Source material:
[Start of Attachment]

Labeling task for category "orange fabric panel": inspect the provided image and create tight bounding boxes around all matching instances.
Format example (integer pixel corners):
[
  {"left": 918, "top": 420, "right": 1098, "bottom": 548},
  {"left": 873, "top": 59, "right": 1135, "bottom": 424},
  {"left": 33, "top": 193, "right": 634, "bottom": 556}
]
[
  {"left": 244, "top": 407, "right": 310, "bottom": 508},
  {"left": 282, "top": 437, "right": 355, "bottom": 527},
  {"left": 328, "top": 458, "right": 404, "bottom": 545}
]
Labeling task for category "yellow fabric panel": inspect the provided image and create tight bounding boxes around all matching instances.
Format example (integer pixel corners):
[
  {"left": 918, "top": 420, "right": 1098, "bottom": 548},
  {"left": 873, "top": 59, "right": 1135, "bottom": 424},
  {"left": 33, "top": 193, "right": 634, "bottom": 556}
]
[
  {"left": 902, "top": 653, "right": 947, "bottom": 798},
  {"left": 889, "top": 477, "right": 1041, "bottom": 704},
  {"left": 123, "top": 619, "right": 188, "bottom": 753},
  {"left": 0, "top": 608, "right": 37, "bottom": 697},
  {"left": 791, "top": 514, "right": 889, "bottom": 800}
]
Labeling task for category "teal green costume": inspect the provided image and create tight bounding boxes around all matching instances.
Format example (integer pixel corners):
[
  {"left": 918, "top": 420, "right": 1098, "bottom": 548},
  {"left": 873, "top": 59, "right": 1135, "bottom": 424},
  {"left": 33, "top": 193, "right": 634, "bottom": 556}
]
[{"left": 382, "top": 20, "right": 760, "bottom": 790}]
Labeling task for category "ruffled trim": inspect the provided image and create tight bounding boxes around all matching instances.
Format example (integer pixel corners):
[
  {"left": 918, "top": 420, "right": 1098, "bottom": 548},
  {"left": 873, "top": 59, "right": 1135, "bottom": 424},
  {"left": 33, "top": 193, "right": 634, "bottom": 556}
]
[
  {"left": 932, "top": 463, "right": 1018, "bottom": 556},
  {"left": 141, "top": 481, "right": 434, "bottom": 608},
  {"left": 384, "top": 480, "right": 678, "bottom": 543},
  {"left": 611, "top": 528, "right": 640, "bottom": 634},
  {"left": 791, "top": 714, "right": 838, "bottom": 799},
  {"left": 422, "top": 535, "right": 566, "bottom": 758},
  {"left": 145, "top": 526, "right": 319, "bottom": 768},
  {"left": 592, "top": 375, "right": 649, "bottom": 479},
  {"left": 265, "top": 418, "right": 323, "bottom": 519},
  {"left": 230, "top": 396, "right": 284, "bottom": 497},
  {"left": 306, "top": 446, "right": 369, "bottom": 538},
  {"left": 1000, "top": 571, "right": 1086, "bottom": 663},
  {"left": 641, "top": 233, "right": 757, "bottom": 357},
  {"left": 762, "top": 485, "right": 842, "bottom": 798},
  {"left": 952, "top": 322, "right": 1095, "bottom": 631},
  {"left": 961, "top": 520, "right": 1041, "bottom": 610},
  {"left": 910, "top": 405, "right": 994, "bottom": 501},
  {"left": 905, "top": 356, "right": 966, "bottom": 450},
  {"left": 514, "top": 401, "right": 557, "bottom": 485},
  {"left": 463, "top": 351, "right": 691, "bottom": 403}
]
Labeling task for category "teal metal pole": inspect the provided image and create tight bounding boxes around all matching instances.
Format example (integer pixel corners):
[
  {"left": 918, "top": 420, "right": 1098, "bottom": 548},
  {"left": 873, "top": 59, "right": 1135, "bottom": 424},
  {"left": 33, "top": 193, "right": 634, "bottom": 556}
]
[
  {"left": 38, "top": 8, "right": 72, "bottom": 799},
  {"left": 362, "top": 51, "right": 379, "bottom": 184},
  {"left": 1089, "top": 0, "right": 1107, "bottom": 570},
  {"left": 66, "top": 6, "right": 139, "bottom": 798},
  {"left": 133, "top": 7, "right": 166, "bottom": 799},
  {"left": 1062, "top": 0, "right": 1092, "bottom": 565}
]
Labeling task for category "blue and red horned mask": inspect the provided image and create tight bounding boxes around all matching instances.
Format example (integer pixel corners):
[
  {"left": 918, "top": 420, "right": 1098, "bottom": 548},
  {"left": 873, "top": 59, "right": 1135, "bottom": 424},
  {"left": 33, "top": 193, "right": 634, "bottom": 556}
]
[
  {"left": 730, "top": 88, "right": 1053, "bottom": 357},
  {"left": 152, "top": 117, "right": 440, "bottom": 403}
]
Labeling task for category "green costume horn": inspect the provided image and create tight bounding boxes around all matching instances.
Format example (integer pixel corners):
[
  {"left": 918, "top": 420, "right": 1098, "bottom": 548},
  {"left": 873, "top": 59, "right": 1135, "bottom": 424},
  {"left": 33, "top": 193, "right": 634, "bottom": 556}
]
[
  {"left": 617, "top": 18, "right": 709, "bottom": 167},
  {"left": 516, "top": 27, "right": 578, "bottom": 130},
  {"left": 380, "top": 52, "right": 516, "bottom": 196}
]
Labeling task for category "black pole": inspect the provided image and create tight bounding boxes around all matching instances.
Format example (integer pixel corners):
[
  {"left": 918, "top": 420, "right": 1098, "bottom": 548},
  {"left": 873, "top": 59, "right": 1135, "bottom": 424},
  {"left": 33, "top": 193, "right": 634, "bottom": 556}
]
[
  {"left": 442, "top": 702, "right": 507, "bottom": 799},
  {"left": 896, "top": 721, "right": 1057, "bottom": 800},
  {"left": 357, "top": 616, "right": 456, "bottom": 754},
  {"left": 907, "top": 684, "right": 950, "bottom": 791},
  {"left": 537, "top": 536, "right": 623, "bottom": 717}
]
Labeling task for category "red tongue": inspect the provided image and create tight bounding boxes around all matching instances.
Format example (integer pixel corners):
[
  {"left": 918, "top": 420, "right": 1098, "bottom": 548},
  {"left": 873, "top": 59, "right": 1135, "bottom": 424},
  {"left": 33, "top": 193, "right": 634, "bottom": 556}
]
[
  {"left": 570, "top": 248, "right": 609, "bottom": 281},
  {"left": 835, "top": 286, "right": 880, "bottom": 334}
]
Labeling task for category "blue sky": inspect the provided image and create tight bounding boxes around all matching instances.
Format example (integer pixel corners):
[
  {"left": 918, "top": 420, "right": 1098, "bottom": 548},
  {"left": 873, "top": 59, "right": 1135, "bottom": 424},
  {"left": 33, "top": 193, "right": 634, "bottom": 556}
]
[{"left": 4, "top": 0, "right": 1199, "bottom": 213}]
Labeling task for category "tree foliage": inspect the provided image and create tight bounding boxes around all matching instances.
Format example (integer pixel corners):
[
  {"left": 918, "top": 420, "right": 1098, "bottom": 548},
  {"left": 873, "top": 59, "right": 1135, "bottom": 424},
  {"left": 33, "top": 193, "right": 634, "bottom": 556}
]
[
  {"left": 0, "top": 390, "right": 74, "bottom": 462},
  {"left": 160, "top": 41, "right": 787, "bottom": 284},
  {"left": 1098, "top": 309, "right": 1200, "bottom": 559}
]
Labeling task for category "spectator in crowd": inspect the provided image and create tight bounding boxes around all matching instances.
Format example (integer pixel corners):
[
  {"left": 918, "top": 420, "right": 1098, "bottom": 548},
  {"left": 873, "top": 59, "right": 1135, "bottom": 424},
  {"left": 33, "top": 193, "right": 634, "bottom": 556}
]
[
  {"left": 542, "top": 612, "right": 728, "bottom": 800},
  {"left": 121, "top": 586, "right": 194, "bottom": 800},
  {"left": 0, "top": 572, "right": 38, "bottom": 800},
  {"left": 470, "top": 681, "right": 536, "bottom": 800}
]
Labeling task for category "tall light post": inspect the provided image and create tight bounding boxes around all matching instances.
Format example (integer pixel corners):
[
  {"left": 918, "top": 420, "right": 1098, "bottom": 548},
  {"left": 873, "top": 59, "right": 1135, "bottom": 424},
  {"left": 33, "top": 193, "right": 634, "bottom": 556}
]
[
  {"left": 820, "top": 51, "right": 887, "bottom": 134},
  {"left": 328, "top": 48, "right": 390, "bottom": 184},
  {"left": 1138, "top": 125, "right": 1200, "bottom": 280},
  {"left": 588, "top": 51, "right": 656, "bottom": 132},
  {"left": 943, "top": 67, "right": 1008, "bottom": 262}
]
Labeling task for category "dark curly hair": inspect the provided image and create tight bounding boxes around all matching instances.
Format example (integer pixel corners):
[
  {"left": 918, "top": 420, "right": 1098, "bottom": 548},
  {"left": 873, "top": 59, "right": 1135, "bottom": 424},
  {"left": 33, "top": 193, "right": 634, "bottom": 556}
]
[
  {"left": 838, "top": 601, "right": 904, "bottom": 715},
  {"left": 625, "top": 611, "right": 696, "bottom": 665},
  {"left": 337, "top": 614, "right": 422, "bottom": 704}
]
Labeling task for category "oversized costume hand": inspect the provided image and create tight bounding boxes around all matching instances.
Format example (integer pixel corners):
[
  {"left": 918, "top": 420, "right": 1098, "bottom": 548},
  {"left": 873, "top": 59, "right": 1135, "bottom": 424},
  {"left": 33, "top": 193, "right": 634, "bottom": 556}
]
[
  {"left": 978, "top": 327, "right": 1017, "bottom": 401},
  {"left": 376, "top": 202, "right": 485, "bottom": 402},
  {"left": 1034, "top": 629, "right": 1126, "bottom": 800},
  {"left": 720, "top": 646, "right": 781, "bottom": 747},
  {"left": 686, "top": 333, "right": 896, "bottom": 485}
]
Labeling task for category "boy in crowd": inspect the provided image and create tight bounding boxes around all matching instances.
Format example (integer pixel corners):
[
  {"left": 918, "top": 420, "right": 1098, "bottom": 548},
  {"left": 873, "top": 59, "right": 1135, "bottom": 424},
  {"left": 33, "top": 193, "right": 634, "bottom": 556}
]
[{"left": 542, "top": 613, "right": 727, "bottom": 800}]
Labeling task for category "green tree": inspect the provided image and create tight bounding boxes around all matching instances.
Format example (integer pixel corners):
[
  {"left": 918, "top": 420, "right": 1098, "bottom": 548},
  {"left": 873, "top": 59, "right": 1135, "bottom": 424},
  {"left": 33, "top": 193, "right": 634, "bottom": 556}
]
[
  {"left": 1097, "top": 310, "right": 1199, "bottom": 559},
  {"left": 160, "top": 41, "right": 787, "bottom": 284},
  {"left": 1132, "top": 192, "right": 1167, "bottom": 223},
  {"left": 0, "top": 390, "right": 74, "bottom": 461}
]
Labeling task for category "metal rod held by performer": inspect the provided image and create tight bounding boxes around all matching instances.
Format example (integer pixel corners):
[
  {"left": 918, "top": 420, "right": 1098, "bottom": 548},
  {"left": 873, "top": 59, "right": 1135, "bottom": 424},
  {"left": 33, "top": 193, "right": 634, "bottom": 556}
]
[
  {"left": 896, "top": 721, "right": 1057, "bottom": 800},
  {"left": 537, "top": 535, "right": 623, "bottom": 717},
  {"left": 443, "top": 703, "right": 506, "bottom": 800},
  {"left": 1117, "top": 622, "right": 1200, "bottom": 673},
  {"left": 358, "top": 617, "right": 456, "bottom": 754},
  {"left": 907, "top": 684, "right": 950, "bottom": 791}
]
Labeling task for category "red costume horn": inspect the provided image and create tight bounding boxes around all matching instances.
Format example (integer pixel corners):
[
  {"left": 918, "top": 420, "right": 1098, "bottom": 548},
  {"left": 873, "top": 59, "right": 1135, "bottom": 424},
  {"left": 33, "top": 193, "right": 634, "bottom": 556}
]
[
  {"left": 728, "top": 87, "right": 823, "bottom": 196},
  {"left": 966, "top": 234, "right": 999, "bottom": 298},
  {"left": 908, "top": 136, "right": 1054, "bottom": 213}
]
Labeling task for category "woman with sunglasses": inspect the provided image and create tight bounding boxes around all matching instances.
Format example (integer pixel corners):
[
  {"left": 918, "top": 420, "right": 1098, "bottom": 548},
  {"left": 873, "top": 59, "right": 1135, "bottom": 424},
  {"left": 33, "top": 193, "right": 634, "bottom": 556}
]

[End of Attachment]

Work item: All lines above that include the word "tree" must be copied into the answer.

Written response:
Labeling task for category "tree foliage": inspect the provided image and create tight bounding boxes around all matching instances.
Labeling task for category "green tree": inspect the provided image and create tight bounding boxes around all matching instances.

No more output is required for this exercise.